→ REQUISITOS:
A: No texto sobre a remontagem do espetáculo, qual ator é o único do elenco original?
B: Copie do texto sobre a remontagem do espetáculo o trecho que vai de "Na verdade há" até "contexto bem contemporâneo.", inclusive.

Cinquenta anos depois, o mesmo Zé Celso, agora octogenário, apresenta uma remontagem do espetáculo, que reestreou no ano passado em São Paulo e agora chega para uma temporada no Rio. O espetáculo mantém muito do original mas traz questões absolutamente atuais para o palco, como a intolerância e o preconceito. O próprio Zé Celso, além de dirigir, interpreta a virgem octogenária Dona Poloca, zeladora da moral e dos bons costumes, mas numa versão transexual da personagem.  Também na casa dos 80, o ator Renato Borghi, único do elenco original, retoma o papel do protagonista, o agiota Abelardo.

Na verdade há muita coisa em comum entre a conjuntura dos anos 30, quando o texto foi concebido, a dos anos 60 quando subiu ao palco pela primeira vez e a de hoje, era considerado um perigo para a sociedade na época em que escreveu o texto, tendo sido inclusive ameaçado de morte. Nos anos 60, o espetáculo estreou quando a ditadura militar no país apertava o cerco aos opositores e obviamente acabou sendo censurada. Nesta nova roupagem há referências escancaradas a figuras do atual momento conjuntural e político do país: Um senador, Aécio Never, e um capitalista fanático, Mr. Jones, em referencia a Donald Trump, entre outros, trazem a história para um contexto bem contemporâneo.

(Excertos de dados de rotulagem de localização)
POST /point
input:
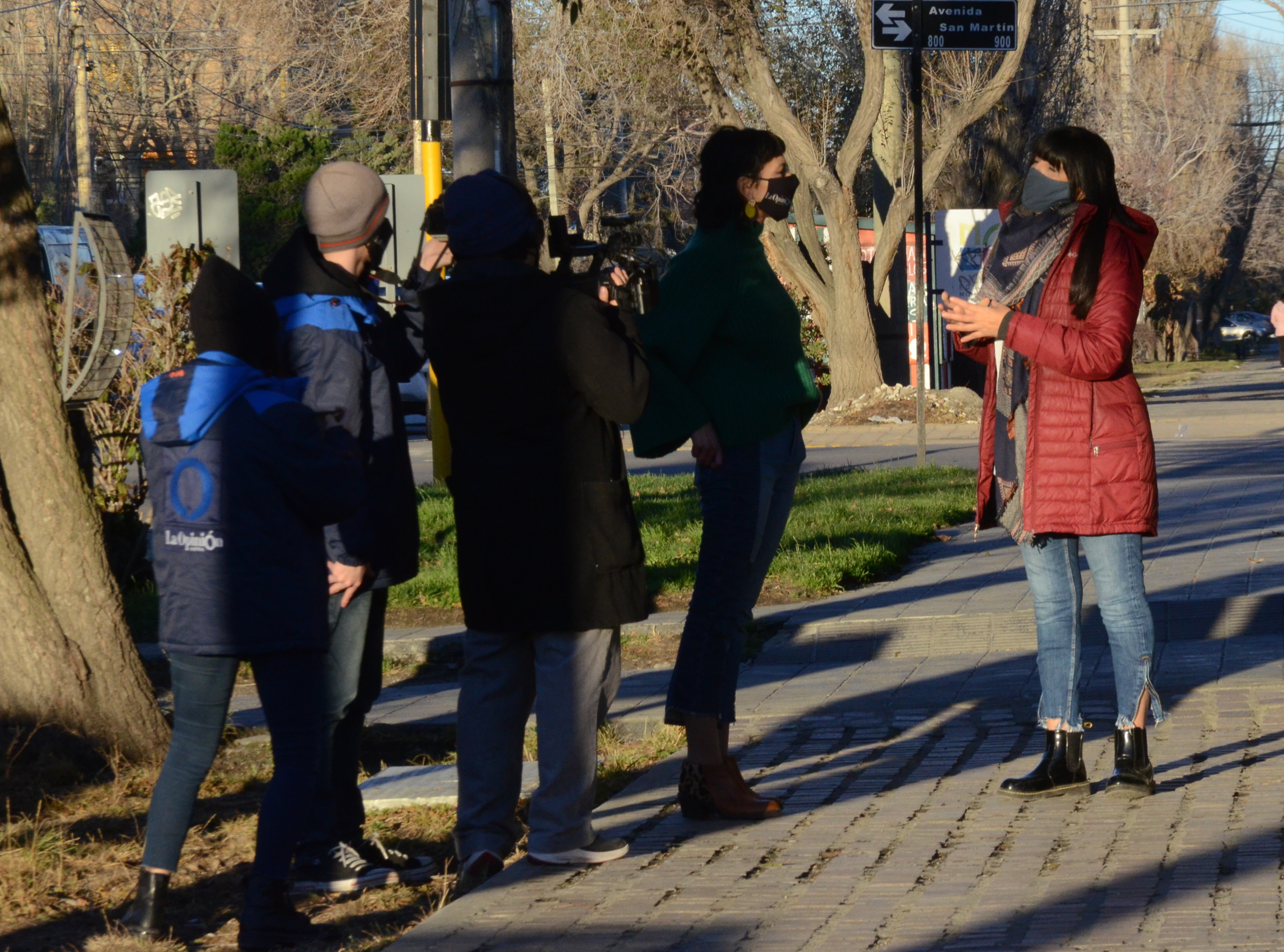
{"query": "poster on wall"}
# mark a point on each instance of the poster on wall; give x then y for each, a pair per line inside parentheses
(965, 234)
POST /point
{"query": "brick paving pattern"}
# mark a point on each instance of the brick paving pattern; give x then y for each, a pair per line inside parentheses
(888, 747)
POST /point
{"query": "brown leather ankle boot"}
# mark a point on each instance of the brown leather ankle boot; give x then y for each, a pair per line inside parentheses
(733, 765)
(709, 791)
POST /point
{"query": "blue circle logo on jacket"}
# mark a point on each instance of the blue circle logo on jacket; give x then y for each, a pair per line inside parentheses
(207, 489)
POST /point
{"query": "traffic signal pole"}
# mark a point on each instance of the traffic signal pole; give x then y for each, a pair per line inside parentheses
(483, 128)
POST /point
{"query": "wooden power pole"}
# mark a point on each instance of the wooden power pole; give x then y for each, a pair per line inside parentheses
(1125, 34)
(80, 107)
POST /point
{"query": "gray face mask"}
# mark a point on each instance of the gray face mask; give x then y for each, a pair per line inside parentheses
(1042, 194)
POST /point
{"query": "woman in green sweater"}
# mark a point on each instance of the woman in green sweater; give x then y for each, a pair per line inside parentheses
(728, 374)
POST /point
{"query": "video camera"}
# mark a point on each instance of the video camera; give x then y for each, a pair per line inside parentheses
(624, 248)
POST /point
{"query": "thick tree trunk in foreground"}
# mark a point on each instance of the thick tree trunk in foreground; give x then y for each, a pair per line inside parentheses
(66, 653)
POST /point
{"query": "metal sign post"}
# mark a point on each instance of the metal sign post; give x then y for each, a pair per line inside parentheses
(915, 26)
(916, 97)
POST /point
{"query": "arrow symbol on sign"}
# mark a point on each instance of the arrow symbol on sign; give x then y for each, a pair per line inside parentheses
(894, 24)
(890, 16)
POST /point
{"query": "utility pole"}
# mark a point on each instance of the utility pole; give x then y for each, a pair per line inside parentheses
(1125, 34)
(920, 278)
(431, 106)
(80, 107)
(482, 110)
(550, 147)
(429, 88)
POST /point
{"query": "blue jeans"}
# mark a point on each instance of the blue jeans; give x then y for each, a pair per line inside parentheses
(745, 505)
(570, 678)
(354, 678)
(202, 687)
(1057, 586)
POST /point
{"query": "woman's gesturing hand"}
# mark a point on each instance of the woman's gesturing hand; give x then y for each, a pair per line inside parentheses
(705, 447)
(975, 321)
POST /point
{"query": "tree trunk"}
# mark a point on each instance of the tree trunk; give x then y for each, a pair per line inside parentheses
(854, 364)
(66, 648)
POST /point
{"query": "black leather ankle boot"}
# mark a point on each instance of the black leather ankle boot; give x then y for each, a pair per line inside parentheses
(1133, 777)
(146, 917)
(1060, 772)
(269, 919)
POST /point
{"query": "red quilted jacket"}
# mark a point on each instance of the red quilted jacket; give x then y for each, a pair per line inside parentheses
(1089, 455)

→ CONJUNTO DE RESPOSTAS:
A: Renato Borghi.

B:
Na verdade há muita coisa em comum entre a conjuntura dos anos 30, quando o texto foi concebido, a dos anos 60 quando subiu ao palco pela primeira vez e a de hoje, era considerado um perigo para a sociedade na época em que escreveu o texto, tendo sido inclusive ameaçado de morte. Nos anos 60, o espetáculo estreou quando a ditadura militar no país apertava o cerco aos opositores e obviamente acabou sendo censurada. Nesta nova roupagem há referências escancaradas a figuras do atual momento conjuntural e político do país: Um senador, Aécio Never, e um capitalista fanático, Mr. Jones, em referencia a Donald Trump, entre outros, trazem a história para um contexto bem contemporâneo.